### WRITTEN REQUEST
Rewrite the records below with every "validation split" changed to "test split" and nothing else altered. Omit the pictures from your version.

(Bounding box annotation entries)
-- -- --

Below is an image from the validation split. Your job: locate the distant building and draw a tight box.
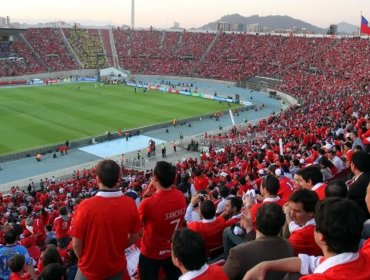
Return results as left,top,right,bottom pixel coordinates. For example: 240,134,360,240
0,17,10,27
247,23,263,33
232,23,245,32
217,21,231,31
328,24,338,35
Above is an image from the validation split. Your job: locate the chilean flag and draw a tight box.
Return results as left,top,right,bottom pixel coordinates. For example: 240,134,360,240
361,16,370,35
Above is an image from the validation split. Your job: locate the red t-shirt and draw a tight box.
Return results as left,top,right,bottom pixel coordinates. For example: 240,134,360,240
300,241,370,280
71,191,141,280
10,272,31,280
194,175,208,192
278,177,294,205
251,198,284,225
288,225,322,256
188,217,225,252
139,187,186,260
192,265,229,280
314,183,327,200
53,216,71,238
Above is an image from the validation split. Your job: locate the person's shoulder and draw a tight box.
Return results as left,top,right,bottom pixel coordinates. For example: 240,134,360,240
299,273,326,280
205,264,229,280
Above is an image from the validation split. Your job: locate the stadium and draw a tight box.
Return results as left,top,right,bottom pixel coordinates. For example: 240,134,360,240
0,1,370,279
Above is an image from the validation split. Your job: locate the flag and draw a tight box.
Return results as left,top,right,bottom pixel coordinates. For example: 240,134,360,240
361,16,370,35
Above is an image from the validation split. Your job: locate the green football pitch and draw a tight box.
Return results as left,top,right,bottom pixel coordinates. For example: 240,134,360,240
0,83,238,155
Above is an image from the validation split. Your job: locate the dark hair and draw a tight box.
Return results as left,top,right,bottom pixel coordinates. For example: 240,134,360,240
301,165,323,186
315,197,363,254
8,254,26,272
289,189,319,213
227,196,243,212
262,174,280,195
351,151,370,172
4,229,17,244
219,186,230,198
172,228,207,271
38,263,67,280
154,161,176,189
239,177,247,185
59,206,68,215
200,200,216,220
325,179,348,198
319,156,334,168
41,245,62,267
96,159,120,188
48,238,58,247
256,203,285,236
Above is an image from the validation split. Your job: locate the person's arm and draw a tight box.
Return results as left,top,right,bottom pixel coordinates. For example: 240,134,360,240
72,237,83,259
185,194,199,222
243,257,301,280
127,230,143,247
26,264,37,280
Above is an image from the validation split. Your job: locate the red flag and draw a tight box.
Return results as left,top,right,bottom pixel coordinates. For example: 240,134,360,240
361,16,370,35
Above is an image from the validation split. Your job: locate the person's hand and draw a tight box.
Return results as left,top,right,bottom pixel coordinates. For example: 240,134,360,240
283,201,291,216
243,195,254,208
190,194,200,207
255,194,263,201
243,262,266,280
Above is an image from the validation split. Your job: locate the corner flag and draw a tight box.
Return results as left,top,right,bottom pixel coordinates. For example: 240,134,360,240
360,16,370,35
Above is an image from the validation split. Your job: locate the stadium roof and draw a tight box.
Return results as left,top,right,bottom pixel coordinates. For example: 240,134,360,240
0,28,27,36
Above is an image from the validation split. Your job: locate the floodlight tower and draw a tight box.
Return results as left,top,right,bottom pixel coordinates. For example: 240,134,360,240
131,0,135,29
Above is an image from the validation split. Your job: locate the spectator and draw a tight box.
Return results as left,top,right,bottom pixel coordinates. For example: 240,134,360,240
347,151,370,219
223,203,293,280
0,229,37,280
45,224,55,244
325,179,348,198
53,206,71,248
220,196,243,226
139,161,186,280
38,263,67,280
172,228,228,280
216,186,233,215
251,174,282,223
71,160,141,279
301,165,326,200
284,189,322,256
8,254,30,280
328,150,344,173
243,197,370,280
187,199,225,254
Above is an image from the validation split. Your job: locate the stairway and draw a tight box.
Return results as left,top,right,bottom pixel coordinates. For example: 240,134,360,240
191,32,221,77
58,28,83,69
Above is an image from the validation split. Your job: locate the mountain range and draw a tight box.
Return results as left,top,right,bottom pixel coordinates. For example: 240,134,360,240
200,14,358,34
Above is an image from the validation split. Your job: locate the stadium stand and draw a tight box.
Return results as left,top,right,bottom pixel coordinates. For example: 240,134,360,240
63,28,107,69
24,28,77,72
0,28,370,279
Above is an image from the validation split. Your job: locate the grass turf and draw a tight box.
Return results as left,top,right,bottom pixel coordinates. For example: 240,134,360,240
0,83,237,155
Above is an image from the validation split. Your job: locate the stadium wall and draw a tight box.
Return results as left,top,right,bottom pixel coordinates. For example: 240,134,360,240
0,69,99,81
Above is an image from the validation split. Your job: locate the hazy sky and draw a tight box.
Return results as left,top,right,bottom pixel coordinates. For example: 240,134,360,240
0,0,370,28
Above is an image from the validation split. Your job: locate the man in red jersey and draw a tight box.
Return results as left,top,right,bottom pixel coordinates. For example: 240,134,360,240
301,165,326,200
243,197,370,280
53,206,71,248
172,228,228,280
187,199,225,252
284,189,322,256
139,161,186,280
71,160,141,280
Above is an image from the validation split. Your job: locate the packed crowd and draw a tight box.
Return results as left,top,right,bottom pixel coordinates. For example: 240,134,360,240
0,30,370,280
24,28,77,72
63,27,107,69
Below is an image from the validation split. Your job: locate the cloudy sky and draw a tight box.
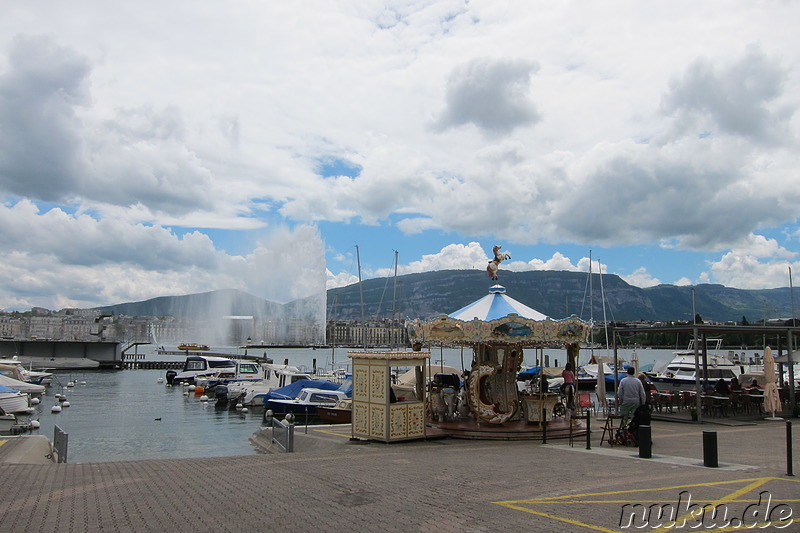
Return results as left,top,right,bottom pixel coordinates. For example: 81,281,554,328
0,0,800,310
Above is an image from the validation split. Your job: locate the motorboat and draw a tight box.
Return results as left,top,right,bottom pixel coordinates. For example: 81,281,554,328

-- -- --

### CORRECT RESPONSE
Below is an image from the test split. Your job: locate the distant building and draw a tight box.
Return results as left,top,right,bottom pixel coordinates. For example: 240,134,360,240
0,17,10,27
247,23,263,33
232,23,245,32
217,21,231,31
328,24,338,35
Above is an image from the test split. Your job: locate the chilean flag and draw a tight box.
Return results as left,top,right,bottom pixel coordinates. For example: 240,134,360,240
361,16,370,35
Above is an image from the test split. Your job: locate the red t-shirt and draw a tight box.
Return results as left,top,right,bottom pixel coordinates. For example: 240,134,360,240
300,241,370,280
71,191,141,280
10,272,31,280
194,175,208,192
278,177,294,205
251,198,284,225
288,225,322,256
188,217,225,252
139,187,186,260
192,265,229,280
314,183,327,200
53,216,71,238
Above is an image from the test split. Your job: locate the person's shoulder and draw a tight box.
Return results as left,top,right,bottom pixel coordinates. For example: 240,134,360,240
299,273,326,280
205,264,229,280
Above is an image from the test split. Your job: locate the stadium and draw a tight box.
Return results as left,top,right,bottom pixel coordinates. For example: 240,134,360,240
0,1,370,279
Above is an image from the test split. Your job: locate the flag and draw a tight box.
Return results as left,top,right,bottom pixel coordinates. For example: 240,134,360,240
361,16,370,35
Above is an image from the test split. Your job: locate the green football pitch and draw a tight box.
Return results as left,top,right,bottom pixel coordinates. For example: 240,134,360,240
0,83,238,155
Above is an image from the test split. Your job: locate the dark hair and draw a tight box.
Return results as left,top,right,bottom pixel coordinates. For example: 240,134,360,240
301,165,323,186
315,197,363,254
8,254,26,272
289,189,319,213
227,196,243,212
262,174,280,195
351,151,370,172
4,229,17,244
219,186,230,198
172,228,207,271
38,263,67,280
154,161,176,189
239,177,247,185
59,206,68,215
200,200,216,220
325,179,348,198
319,156,334,168
41,245,62,267
96,159,120,188
48,238,58,247
256,203,285,236
Above is an image from the test split. Your job: locate the person's arm and draw a tight box.
Return results as left,top,right,bottom pixel coordinates. For example: 240,134,360,240
72,237,83,259
185,194,199,222
243,257,301,280
127,230,143,247
26,264,37,280
Above is an image from the test split. Your job: locate the red flag and draw a tight box.
Return results as left,top,right,bottom pixel coordinates. For example: 240,134,360,240
361,16,370,35
Above is an image from the test split. Your job: locate the person's hand and draw a tight box.
Return results as left,top,right,bottom pixel coordinates. For example: 240,134,360,240
283,201,291,216
243,195,254,208
190,194,200,207
255,194,263,201
243,262,266,280
Above is an image from the test split. Your job: locate the corner flag and draw a tight box.
Return results as left,top,right,bottom pixel coordinates. For example: 240,134,360,240
360,16,370,35
Above is an image from the test split. Your job: locate the stadium roof and draw a tight box.
Return results as left,top,right,bottom pixel coordinates. For example: 240,134,360,240
0,28,27,36
Above is an image from the test split. Your job: locate the floodlight tower and draw a tight box.
Return results as left,top,right,bottom pixel coordinates. For example: 240,134,360,240
131,0,135,29
Above is an image from the test split. Your job: locate the spectator and draw a tight box.
Return results as left,top,right,bottom pixel coordinates. For example: 240,134,360,240
347,151,370,219
223,203,293,280
0,229,37,280
45,224,55,244
325,179,348,198
53,206,71,248
220,196,243,226
139,161,186,280
38,263,67,280
172,228,228,280
216,186,233,215
251,174,282,223
71,160,141,279
301,165,326,200
284,189,322,256
8,254,30,280
328,150,344,173
243,197,370,280
187,199,225,254
Above is an image from the test split. Your job: locate the stairway and draw a tight box.
Return results as left,top,right,bottom pixel coordinates. For example: 240,134,360,240
191,32,221,77
58,28,83,69
Above is an image from the test split. Your job: locate the mountain range and draw a tight box.
Return results as left,top,right,bottom pixel coordinates. For example: 240,134,360,240
200,14,358,34
Above is an image from the test split. Your job: locate the stadium stand and draw a tight box.
Return results as left,top,right,bottom pixel coordinates. For example: 240,134,360,240
63,28,107,69
24,28,77,72
0,28,370,279
Above is an image from the test split. Your job: locate the grass turf and draw a tight box.
Return results as left,top,right,bottom pixel coordinates. For example: 240,134,360,240
0,83,237,155
Above is an image from the test split. Your job: locate the stadium wall and draw a tight box.
Return results as left,top,right,bottom pixel coordinates. For example: 240,134,360,240
0,69,99,81
Above is an image from the test split. Your job: locate the hazy sky and draw a tight box.
Return results as left,top,right,bottom pixel coordinates. For example: 240,134,360,240
0,0,370,28
Above is an image from the test split. Your job: locate the man in red jersey and draw a tight box.
Return results as left,top,right,bottom pixel coordinates. For example: 240,134,360,240
301,165,326,200
243,197,370,280
53,206,71,248
172,228,228,280
187,199,225,252
284,189,322,256
139,161,186,280
71,160,141,280
Above is an image from the test split. Your job: locate the packed crowd and draw a tight box.
Return results as left,top,right,bottom pixel coordinates. For example: 240,134,360,240
0,30,370,280
24,28,77,72
63,27,107,69
Below is an image from the test split. Your job: locate the cloudy sky and draw a tight box.
Return results as left,top,right,bottom pixel coordinates. For example: 81,281,554,328
0,0,800,310
Above is an image from the test split. Your job: locate the motorboat and draw a tight box.
Return results as left,top,right,bottom pixel coordinates. For example: 81,281,554,328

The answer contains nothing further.